EXCERPTED PASSAGE ::

******

Downloading Syosetu Novels

Knowledge Base Categories

Public
- Personal Configs

Downloading Syosetu Novels

Sep 26, 2021

This article explains how to download web novels from syosetu.com for offline viewing using wget.

But don't even bother with wget! Use my ready-made tool, mkshousetsu instead. It'll download the entire novel and convert it to an EPUB.

Or just download it as a PDF. That's easier than what's below.

Prerequisites

A stable internet connection
wget and relevant dependencies
Patience

Process

Find a web novel you want to download. Let's use https://ncode.syosetu.com/n8792em/ as an example.

Open a terminal, navigate to the folder you want to download the novel in, and execute this command:

wget -w 1 -np -page-requisites -r -l 1 -E -H -k https://ncode.syosetu.com/n8792em/ -e robots=off --continue

Not all of these options may be necessary, but most of them are. In order, this is what they do:

-w waits for a specified number of seconds. This is important because Syosetu (and most other sites) will block wget HTTP requests because it requests pages too quickly. Additionally, it reduces the strain on the server, so it's polite.
-np applies only when the -r option is used. It's short for "-no-parent", which means that it won't crawl up the directory tree to download pages or resources. In other words, it only crawls down the tree. This cuts down massively on the amount of pages and resources wget downloads and significantly reduces the complexity of the resulting directory tree. Unless you want everything on a website (you don't in this instance), use this.

******

DATA LINES ::
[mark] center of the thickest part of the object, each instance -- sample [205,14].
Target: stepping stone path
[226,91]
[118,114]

******

Carry on the guide on downloading Syosetu novels from its last sentence, in the same manner and voice. The material has no connection to the guide on downloading Syosetu novels.

RESULT OF THE EXERCISE ::
-page-requisites downloads the necessary resources for a page to function/display properly. Without it, the page will be unstyled except for inline styles. We don't need any of the Javascript, but I don't know how to get rid of it, short of deleting the resources every time, so I just block those resources.
-r downloads pages recursively. Without this, only the page you specify (the index page) would be downloaded.
-l takes an integer and specifies how many levels wget crawls recursively. I've set this to 1 so that it only crawls down 1 time.
-E ensures that documents of type text/html and text/css are affixed with a .html or .css extension respectively. This is helpful for websites that have pages that end with .php, .asp, etc. This isn't helpful for Syosetu, but it's a good default option.
-H downloads pages/resources from websites that are not a part of the domain you specify. This is helpful for sites like Syosetu which rely on a CDN.
-k is a post-download option that rewrites all of the links so that the downloaded files reference each other locally if they exist. It also ensures that .html files pull CSS/JS resources locally instead of from a remote website. This is very important. I can't think of a scenario where this wouldn't apply.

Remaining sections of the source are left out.